WRITTEN REQUEST:
Convert everything from the start of the items down to the line containing "[77, 25, 80, 44]" into a two-column CSV with the headers request and response, one row per item. Put each value in a single quoted field, replace its line breaks with spaces, and leave the pictures out.
☆ ☆ ☆ ☆
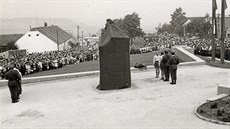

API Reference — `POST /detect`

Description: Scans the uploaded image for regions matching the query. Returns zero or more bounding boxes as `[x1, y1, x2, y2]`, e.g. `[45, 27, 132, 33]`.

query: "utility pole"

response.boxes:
[57, 29, 59, 51]
[212, 0, 217, 62]
[220, 0, 227, 64]
[81, 31, 83, 47]
[77, 25, 80, 44]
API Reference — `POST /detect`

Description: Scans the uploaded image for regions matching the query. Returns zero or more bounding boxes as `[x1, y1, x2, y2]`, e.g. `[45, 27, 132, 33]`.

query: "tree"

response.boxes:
[113, 12, 145, 39]
[186, 14, 212, 38]
[156, 23, 172, 33]
[7, 41, 18, 50]
[68, 41, 77, 49]
[170, 7, 187, 36]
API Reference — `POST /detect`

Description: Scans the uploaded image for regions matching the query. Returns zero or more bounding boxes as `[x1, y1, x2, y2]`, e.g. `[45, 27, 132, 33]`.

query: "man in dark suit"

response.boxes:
[6, 63, 21, 103]
[162, 51, 170, 81]
[168, 52, 180, 84]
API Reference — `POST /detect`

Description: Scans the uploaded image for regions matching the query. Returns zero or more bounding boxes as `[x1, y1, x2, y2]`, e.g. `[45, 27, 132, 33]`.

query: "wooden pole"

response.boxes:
[212, 0, 216, 62]
[220, 0, 225, 64]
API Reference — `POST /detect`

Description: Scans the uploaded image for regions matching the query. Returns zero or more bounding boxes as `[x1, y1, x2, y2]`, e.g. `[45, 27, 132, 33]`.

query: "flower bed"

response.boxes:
[197, 96, 230, 122]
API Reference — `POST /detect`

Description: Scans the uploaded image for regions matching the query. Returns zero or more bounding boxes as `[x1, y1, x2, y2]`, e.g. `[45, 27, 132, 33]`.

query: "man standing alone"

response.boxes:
[153, 52, 161, 78]
[6, 63, 21, 103]
[169, 52, 180, 84]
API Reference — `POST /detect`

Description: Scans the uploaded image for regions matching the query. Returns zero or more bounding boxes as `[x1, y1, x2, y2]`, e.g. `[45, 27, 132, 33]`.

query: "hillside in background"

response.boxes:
[0, 17, 103, 36]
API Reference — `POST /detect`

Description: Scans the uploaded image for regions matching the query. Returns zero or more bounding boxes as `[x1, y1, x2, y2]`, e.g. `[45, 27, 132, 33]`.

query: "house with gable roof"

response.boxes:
[16, 24, 73, 53]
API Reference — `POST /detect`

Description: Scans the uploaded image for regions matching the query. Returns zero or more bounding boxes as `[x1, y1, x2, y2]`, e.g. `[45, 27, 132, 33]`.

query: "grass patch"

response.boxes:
[198, 56, 230, 69]
[197, 96, 230, 122]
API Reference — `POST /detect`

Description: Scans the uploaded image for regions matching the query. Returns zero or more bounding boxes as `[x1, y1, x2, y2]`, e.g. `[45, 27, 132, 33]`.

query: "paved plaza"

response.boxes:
[0, 65, 230, 129]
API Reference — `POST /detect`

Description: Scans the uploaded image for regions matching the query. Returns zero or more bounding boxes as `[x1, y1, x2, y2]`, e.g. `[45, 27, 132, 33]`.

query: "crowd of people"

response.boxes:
[0, 50, 99, 78]
[153, 33, 230, 60]
[0, 33, 230, 78]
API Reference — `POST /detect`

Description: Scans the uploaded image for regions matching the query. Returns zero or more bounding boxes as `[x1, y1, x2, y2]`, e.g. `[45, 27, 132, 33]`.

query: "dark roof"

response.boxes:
[100, 19, 129, 46]
[0, 34, 23, 46]
[217, 16, 230, 31]
[31, 26, 72, 44]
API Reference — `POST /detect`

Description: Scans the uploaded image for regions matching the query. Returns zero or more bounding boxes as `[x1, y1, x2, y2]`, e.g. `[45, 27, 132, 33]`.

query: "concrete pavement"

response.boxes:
[0, 65, 230, 129]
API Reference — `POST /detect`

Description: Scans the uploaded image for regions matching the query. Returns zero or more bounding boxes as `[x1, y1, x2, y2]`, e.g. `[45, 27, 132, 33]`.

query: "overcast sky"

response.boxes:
[0, 0, 230, 33]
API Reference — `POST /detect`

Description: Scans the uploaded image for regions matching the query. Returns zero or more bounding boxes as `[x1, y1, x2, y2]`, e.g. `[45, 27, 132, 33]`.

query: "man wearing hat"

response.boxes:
[169, 51, 180, 84]
[6, 63, 21, 103]
[162, 51, 170, 81]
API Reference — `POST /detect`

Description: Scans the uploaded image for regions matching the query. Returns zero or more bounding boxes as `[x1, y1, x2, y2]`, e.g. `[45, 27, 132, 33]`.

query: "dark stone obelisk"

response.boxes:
[97, 19, 131, 90]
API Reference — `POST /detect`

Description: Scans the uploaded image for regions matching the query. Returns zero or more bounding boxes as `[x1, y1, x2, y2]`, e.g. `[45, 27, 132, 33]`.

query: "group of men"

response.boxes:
[153, 50, 180, 85]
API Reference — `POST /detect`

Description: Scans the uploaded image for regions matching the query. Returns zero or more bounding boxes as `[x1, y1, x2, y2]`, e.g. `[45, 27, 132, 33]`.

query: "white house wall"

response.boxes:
[16, 31, 57, 53]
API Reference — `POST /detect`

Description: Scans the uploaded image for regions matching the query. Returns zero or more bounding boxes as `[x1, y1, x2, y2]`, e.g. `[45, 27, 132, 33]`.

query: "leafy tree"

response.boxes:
[156, 23, 172, 33]
[7, 41, 18, 50]
[68, 41, 77, 48]
[186, 14, 211, 38]
[113, 12, 145, 41]
[170, 7, 187, 36]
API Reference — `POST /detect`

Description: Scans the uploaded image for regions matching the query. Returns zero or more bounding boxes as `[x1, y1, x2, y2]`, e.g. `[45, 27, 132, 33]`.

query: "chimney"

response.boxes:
[44, 22, 47, 27]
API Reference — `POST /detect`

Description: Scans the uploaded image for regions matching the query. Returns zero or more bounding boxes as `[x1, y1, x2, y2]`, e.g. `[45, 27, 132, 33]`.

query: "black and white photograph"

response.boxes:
[0, 0, 230, 129]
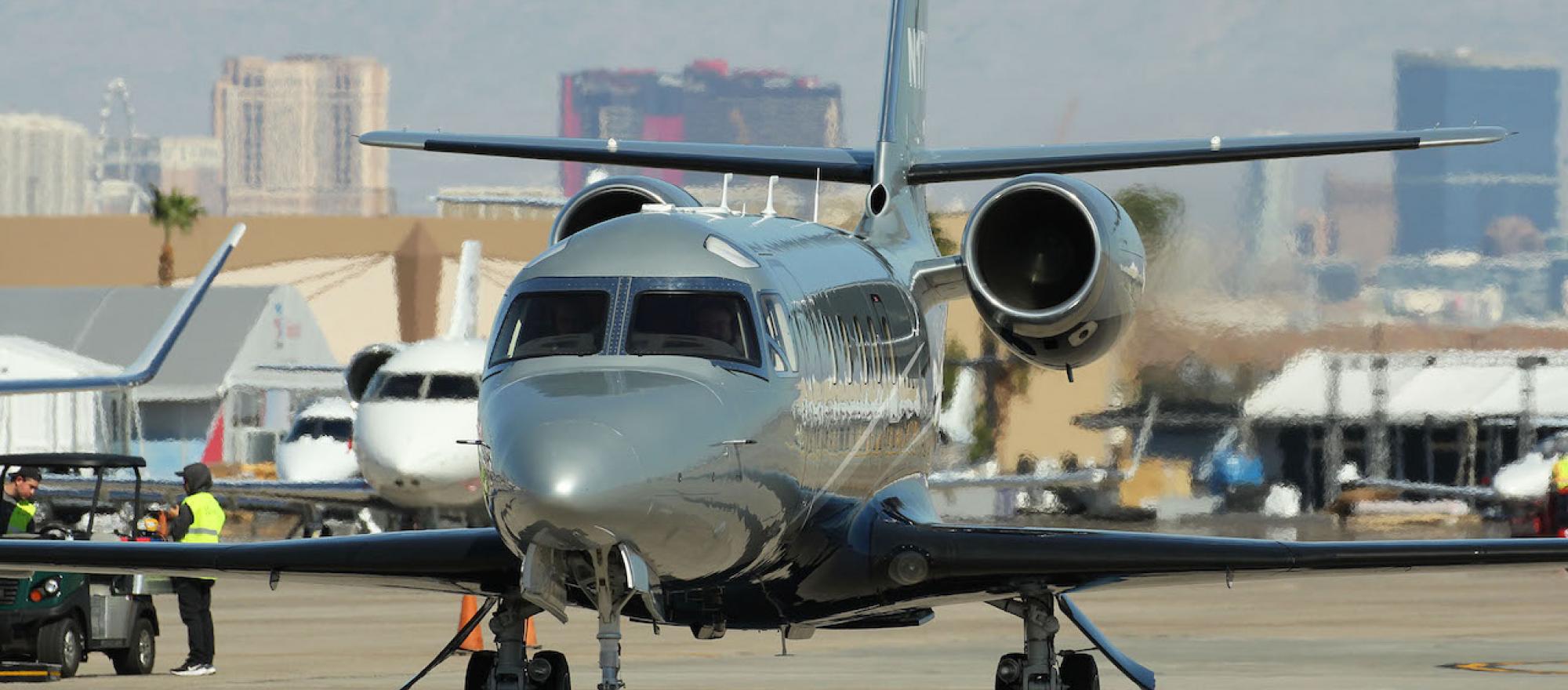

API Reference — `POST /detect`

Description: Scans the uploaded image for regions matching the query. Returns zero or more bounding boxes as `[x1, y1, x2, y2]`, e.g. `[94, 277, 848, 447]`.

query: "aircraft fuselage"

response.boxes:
[480, 210, 941, 621]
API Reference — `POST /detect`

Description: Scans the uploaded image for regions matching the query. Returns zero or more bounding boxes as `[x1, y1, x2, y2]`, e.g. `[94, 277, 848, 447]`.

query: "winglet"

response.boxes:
[447, 240, 480, 340]
[0, 223, 245, 394]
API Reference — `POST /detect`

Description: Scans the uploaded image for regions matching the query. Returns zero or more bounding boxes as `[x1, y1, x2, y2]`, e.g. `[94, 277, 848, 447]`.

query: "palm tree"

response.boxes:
[147, 185, 207, 287]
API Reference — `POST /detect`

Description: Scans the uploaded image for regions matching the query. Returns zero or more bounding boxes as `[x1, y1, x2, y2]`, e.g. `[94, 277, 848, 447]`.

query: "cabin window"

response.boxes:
[626, 290, 762, 367]
[489, 290, 610, 367]
[365, 373, 425, 400]
[762, 293, 800, 372]
[425, 373, 480, 400]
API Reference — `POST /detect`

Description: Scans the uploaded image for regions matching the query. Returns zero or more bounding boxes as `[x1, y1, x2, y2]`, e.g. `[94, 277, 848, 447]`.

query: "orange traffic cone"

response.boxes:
[458, 594, 485, 652]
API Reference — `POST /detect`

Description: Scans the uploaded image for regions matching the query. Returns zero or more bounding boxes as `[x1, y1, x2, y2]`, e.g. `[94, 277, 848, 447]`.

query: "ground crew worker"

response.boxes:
[1552, 453, 1568, 494]
[0, 467, 44, 535]
[169, 463, 223, 676]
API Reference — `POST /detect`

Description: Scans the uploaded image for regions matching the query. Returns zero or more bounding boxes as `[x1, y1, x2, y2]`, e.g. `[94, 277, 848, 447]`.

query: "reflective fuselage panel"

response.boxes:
[480, 210, 939, 588]
[354, 340, 485, 508]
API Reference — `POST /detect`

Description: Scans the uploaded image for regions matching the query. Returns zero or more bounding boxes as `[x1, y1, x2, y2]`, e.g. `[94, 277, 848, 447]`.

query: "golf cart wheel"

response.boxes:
[108, 618, 158, 676]
[38, 616, 85, 677]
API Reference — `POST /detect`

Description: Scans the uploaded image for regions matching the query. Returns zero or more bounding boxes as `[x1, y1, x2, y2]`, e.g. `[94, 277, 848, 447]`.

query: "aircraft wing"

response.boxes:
[925, 469, 1116, 491]
[0, 223, 245, 394]
[905, 127, 1508, 185]
[359, 132, 873, 183]
[872, 516, 1568, 599]
[44, 475, 389, 510]
[0, 527, 519, 594]
[359, 127, 1508, 185]
[1339, 478, 1523, 503]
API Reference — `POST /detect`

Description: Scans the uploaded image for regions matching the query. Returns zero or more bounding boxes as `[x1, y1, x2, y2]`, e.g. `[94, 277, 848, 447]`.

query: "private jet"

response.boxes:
[0, 0, 1568, 690]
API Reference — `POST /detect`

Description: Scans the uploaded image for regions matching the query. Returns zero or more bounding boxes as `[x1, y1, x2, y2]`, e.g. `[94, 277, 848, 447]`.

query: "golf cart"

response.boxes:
[0, 453, 172, 679]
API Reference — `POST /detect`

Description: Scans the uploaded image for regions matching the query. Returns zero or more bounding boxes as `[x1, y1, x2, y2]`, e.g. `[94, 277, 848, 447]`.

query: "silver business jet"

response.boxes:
[0, 0, 1568, 690]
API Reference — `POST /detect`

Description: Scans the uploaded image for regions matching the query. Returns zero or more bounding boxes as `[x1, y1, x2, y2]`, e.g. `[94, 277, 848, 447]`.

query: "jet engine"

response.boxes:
[963, 174, 1145, 373]
[343, 343, 403, 403]
[550, 176, 701, 245]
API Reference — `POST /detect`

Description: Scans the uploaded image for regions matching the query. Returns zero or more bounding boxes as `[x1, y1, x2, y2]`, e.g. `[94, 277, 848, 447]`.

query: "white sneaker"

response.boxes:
[169, 663, 218, 676]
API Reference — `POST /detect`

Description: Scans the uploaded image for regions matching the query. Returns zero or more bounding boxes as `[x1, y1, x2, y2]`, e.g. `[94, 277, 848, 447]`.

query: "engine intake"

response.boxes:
[963, 174, 1145, 375]
[550, 176, 701, 245]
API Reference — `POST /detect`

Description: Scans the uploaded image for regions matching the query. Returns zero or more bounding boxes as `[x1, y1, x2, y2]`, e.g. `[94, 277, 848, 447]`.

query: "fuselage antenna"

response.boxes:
[762, 176, 779, 215]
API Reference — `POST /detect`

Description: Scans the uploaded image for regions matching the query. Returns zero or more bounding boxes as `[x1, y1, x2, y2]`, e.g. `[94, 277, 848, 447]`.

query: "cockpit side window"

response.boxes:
[425, 373, 480, 400]
[491, 290, 610, 365]
[762, 292, 800, 372]
[626, 290, 762, 367]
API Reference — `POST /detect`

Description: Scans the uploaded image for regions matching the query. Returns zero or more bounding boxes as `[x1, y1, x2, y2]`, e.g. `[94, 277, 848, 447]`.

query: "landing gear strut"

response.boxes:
[991, 585, 1099, 690]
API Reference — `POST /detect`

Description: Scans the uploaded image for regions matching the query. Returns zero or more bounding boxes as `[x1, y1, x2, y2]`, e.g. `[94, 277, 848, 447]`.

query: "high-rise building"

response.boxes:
[158, 136, 226, 215]
[212, 55, 392, 216]
[1394, 50, 1560, 254]
[561, 60, 842, 194]
[0, 113, 97, 215]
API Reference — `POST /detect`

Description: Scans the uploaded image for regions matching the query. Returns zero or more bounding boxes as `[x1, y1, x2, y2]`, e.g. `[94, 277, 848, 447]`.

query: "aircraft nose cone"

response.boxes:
☆ ☆ ☆ ☆
EXERCISE SOLUTION:
request,response
"API Reference — `POST /detect` Description: Scans the uploaded image for regions matching the query. Returns zero or more bounding boxes as `[x1, y1, x2, y2]`, e.g. `[45, 27, 132, 33]`. query: ""utility pole"" response.boxes:","[57, 29, 59, 51] [212, 0, 217, 62] [220, 0, 227, 64] [81, 31, 83, 47] [77, 25, 80, 44]"